PODANY TEKST:
========

Prawosławni nie chcą odpisu

Kościół prawosławny nadal nie porozumiał się z rządem ws. propozycji zastąpienia Funduszu Kościelnego dobrowolnym odpisem podatkowym - poinformowano PAP w czwartek w kancelarii abp. Sawy. Resort administracji zapowiada, że będą jeszcze prowadzone rozmowy w tej sprawie.

Jeszcze w czerwcu Ministerstwo Administracji i Cyfryzacji ma przedstawić projekt ustawy ws. odpisu podatkowego. Kompromis polegający na zastąpieniu Funduszu Kościelnego dobrowolnym odpisem podatkowym w wysokości 0,5 proc. strona rządowa zawarła z Episkopatem Polski oraz innymi mniejszymi kościołami i związkami wyznaniowymi. Jednak część z nich, m.in. Kościół prawosławny, nadal ma zastrzeżenia do tego rozwiązania.

W ocenie dr. Pawła Boreckiego z Katedry Prawa Wyznaniowego Uniwersytetu Warszawskiego brak porozumienia pomiędzy Kościołem prawosławnym a rządem może być podstawą do tego, by ustawa wprowadzająca odpis podatkowy została zaskarżona do Trybunału Konstytucyjnego. Ekspert powołuje się na ustawę z 1991 r. regulującą stosunki państwa z Kościołem prawosławnym oraz na art. 25 ust. 5 konstytucji, który - jak podkreśla Borecki - wymaga, by stosunki pomiędzy państwem a kościołami były regulowane dwustronnymi umowami z rządem.

MAC zapowiada, że w ciągu najbliższych dwóch tygodni mają odbyć się spotkania z przedstawicielami Kościołów i innych związków wyznaniowych. "Na chwilę obecną jest jeszcze przedwcześnie, by mówić o ewentualnych skutkach podtrzymania stanowiska prezentowanego przez Polski Autokefaliczny Kościół Prawosławny" - powiedział PAP rzecznik MAC Artur Koziołek.

Rozmówcy PAP z kancelarii metropolity Warszawy i całej Polski abp. Sawy poinformowali, że negatywne stanowisko Kościoła prawosławnego ws. odpisu podatkowego się nie zmieniło. "Żadnych propozycji ani odpowiedzi na nasze stanowisko nie otrzymaliśmy" - powiedział PAP jeden z najbliższych współpracowników abp. Sawy. Dodał, że rozmowy przedstawicieli Kościoła prawosławnego ze stroną rządową nie doprowadziły do porozumienia.

========

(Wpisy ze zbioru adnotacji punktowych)
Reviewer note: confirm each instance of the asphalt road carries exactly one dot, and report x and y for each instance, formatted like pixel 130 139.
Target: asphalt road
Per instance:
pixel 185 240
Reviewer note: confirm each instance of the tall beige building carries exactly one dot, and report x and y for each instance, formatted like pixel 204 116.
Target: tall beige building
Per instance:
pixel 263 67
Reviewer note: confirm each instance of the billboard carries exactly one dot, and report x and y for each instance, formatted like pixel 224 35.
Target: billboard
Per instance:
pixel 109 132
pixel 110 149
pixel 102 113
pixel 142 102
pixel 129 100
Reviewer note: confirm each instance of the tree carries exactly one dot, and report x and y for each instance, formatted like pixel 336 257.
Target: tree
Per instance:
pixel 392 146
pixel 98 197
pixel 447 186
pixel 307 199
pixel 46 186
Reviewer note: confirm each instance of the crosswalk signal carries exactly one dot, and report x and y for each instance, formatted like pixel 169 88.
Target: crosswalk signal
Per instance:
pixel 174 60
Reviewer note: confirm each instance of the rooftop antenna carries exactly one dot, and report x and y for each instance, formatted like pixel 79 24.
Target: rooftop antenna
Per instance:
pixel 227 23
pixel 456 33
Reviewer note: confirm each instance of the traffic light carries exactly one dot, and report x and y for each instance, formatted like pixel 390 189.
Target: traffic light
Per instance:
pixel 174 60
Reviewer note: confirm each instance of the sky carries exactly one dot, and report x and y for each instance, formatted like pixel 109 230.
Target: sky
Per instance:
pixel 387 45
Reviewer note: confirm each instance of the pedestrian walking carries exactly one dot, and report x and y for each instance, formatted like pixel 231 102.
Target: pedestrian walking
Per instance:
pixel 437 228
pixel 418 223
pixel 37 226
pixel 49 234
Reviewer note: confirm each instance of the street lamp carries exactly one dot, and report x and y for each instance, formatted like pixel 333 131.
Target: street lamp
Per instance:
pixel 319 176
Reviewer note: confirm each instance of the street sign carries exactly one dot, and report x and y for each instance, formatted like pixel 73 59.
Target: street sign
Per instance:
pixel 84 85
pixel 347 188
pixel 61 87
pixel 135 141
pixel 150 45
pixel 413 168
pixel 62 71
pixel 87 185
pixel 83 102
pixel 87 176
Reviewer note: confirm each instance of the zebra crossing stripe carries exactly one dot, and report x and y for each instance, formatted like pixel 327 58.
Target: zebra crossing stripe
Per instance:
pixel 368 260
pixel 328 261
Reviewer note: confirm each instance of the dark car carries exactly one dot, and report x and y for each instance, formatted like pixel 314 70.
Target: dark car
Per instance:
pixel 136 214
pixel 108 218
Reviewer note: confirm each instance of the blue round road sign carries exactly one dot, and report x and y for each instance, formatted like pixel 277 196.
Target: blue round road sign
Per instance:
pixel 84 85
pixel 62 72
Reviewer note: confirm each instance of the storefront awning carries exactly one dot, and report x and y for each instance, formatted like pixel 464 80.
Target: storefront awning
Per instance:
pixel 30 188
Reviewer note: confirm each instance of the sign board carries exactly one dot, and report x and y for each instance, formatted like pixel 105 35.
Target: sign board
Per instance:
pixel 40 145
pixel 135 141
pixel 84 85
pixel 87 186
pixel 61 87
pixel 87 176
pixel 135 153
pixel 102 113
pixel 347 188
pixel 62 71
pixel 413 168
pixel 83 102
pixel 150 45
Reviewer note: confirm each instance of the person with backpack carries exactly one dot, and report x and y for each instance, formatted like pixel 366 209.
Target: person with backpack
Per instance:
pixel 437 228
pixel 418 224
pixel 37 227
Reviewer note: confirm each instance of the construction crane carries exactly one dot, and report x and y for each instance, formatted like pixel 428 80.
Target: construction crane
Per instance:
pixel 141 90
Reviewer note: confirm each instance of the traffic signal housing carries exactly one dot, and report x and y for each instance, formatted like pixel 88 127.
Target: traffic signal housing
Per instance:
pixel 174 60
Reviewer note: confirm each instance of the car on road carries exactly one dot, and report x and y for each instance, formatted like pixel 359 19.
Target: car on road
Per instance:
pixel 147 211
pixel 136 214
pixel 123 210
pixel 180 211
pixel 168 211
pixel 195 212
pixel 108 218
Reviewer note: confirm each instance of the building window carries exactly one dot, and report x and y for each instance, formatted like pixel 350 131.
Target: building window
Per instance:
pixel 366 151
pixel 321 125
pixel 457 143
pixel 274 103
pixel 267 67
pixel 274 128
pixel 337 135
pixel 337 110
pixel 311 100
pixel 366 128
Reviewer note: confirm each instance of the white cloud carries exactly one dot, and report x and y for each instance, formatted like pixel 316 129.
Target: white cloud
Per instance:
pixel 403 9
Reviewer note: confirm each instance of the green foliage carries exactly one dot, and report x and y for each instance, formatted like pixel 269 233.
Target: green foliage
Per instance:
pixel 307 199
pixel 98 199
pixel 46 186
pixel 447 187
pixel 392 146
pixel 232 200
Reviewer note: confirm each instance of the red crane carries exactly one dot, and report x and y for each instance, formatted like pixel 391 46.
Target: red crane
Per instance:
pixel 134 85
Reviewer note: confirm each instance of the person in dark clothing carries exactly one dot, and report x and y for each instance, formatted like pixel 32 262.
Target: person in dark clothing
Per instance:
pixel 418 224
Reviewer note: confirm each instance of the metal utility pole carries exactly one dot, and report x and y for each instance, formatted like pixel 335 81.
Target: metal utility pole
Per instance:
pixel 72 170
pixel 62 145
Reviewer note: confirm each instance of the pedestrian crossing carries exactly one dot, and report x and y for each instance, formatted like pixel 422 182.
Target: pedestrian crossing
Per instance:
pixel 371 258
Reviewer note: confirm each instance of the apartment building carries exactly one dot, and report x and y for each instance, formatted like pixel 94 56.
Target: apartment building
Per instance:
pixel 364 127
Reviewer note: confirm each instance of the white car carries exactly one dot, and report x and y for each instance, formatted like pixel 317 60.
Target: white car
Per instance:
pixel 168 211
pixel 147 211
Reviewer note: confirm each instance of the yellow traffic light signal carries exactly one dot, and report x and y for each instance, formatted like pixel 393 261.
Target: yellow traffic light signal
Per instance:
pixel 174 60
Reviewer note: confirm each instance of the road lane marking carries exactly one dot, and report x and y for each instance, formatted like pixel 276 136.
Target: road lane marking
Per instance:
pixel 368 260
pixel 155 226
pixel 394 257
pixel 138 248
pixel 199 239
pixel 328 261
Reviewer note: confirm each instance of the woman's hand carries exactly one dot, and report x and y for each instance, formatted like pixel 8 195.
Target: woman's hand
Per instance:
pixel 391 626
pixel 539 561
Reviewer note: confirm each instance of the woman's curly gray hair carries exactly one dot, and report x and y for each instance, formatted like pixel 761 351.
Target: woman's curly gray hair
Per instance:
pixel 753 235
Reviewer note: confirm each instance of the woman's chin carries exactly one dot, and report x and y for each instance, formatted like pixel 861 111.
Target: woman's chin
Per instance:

========

ZADANIA DO WYKONANIA:
1. Powiel dokładnie fragment tekstu o odpisie podatkowym, zaczynając od słów „W ocenie dr.” i ciągnąc aż do słów „MAC Artur Koziołek.” włącznie.
2. Podejmij tekst o odpisie podatkowym w miejscu, w którym się kończy, i napisz jego dalszy ciąg.

LISTA ODPOWIEDZI:
1.
W ocenie dr. Pawła Boreckiego z Katedry Prawa Wyznaniowego Uniwersytetu Warszawskiego brak porozumienia pomiędzy Kościołem prawosławnym a rządem może być podstawą do tego, by ustawa wprowadzająca odpis podatkowy została zaskarżona do Trybunału Konstytucyjnego. Ekspert powołuje się na ustawę z 1991 r. regulującą stosunki państwa z Kościołem prawosławnym oraz na art. 25 ust. 5 konstytucji, który - jak podkreśla Borecki - wymaga, by stosunki pomiędzy państwem a kościołami były regulowane dwustronnymi umowami z rządem.

MAC zapowiada, że w ciągu najbliższych dwóch tygodni mają odbyć się spotkania z przedstawicielami Kościołów i innych związków wyznaniowych. "Na chwilę obecną jest jeszcze przedwcześnie, by mówić o ewentualnych skutkach podtrzymania stanowiska prezentowanego przez Polski Autokefaliczny Kościół Prawosławny" - powiedział PAP rzecznik MAC Artur Koziołek.

2.
Abp Sawa mówił kilkakrotnie PAP, że Kościół prawosławny nie zgadza się na żaden odpis podatkowy i takie stanowisko przekazał premierowi i Sejmowi. "Nasi wierni w większości mieszkają na wsiach albo w małych miasteczkach, to ludzie ubodzy. Środki z odpisu byłyby niewielkie. Dlatego też musi być rekompensata, która będzie zapisana w ustawie" - podkreślał abp Sawa. Zaznaczał też, że Kościół prawosławny chce dwustronnej umowy z rządem w sprawie finansowania.

Rzecznik MAC podkreśla, że nie zostały jeszcze zakończone konsultacje prowadzone z kościołami i innymi związkami wyznaniowymi. "W MAC trwają prace związane z przygotowaniem kolejnych spotkań z przedstawicielami kościołów i innych związków wyznaniowych" - poinformował Koziołek.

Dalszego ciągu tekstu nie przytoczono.